* _APPLY WHAT YOU READ_
1 > Please translate this sentence from the article on Nick Saban and Alabama into Spanish: "Arkansas is coming off a 48-22 loss at South Carolina."
2 > Retype the part of the article on Nick Saban and Alabama starting with "Saban tries to" and going on through "to the players.".

* _GIVEN TEXT_
☆ ☆ ☆ ☆ ☆

Saban tries to keep players from media ‘poison’
Doesn’t want them getting overconfident
TUSCALOOSA, Ala. – After pounding two SEC opponents 125-3, Alabama needed all 60 minutes to put away Texas A&M last Saturday.
As you might expect, coach Nick Saban wasn’t happy with how the team finished the 27-19 victory and used the media to send a message to the players.
“I’m trying to get our players to listen to me instead of listening to you guys” reporters. “All that stuff you write about how good we are, all that stuff they hear on ESPN, it’s like poison. It’s like taking poison. It’s like rat poison,” he said.
Saban’s comments have gotten a lot of run this week, so one of the storylines heading into this Saturday’s home game against Arkansas (7:15, p.m., ESPN) is how well his players have avoiding swallowing the poison.
No. 1 Alabama (6-0, 3-0 SEC) is about a 30-point favorite over Arkansas (2-3, 0-2), so it’s reasonable to think complacency could set in for the Crimson Tide heading into its homecoming matchup.
Arkansas is coming off a 48-22 loss at South Carolina.
“You can sit here and talk about what they have not done as a team or you can say they should have beaten Texas A&M and they’re very capable of scoring a lot of points and being a very good team,” Saban said of the Razorbacks.
“Their defense is a very sound and solid group that doesn’t make a lot of mistakes, and you’ve got to work hard to execute well to beat them. This is going to be a challenging team. It always has been for us and we’re certainly going to prepare that way.”
Arkansas is averaging 32.6 points per game. Arkansas coach Bret Bielema typically fields a physical team with a strong running game. The Razorbacks are averaging 185 rushing yards but have been inconsistent, running for 106 on 32 attempts against the Gamecocks.

☆ ☆ ☆ ☆ ☆

* _SUPPLIED ENTRIES_

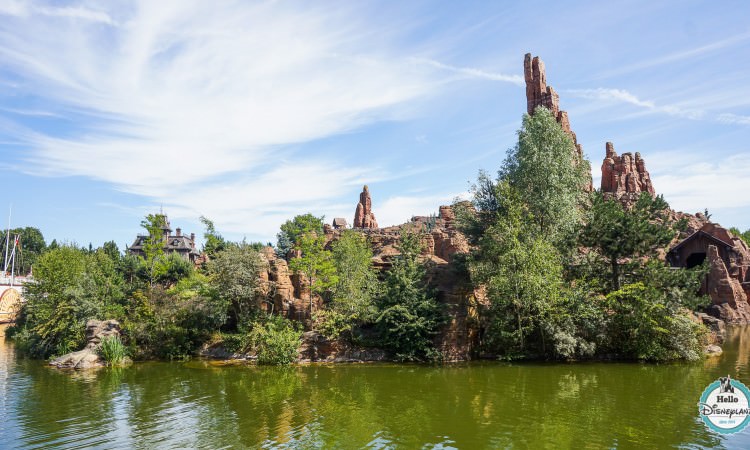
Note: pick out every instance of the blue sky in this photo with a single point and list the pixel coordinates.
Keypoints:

☆ ☆ ☆ ☆ ☆

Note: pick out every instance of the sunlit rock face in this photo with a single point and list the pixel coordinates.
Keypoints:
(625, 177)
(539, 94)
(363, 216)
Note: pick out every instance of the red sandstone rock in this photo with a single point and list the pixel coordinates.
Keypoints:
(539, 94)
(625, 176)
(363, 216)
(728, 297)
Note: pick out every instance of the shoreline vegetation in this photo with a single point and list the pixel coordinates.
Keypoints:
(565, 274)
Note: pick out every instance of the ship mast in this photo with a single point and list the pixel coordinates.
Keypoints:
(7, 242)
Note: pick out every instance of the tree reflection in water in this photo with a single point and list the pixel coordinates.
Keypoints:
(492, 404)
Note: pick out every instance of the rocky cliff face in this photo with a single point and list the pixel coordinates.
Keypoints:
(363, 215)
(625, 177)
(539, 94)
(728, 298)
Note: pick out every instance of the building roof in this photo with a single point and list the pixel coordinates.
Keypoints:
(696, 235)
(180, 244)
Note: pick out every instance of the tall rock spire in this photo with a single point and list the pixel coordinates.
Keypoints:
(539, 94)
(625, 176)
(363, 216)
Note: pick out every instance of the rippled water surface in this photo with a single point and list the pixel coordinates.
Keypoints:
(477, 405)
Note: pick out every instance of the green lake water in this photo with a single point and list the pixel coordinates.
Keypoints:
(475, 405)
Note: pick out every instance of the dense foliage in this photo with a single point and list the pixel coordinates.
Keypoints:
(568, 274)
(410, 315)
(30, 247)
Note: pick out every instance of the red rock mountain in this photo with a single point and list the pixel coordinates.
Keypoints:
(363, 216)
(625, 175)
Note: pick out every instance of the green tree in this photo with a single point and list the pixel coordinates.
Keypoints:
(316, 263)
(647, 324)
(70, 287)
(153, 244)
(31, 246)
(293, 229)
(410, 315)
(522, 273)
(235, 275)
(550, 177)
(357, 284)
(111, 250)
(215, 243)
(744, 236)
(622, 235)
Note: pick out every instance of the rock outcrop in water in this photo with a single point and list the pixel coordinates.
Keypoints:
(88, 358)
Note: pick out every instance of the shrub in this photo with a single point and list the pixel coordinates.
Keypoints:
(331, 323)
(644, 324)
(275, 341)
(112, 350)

☆ ☆ ☆ ☆ ☆

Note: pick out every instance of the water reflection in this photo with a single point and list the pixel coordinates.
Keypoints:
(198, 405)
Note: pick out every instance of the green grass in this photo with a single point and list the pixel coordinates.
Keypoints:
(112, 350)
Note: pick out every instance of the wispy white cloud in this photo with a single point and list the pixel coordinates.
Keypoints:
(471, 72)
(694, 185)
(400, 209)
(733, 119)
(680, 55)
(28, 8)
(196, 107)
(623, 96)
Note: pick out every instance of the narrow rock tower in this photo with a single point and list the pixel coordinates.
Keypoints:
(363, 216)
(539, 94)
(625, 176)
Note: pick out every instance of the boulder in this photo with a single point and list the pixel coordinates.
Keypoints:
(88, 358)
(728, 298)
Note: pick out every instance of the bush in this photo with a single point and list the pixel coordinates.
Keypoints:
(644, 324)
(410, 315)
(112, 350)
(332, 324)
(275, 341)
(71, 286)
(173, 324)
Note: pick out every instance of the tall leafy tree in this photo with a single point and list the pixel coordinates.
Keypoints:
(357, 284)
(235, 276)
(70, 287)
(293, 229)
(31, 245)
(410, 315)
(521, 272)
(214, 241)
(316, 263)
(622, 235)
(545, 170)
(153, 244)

☆ ☆ ☆ ☆ ☆

* _SOLUTIONS TO EACH TASK_
1 > Arkansas viene de una derrota de 48-22 en South Carolina.

2 >
Saban tries to keep players from media ‘poison’
Doesn’t want them getting overconfident
TUSCALOOSA, Ala. – After pounding two SEC opponents 125-3, Alabama needed all 60 minutes to put away Texas A&M last Saturday.
As you might expect, coach Nick Saban wasn’t happy with how the team finished the 27-19 victory and used the media to send a message to the players.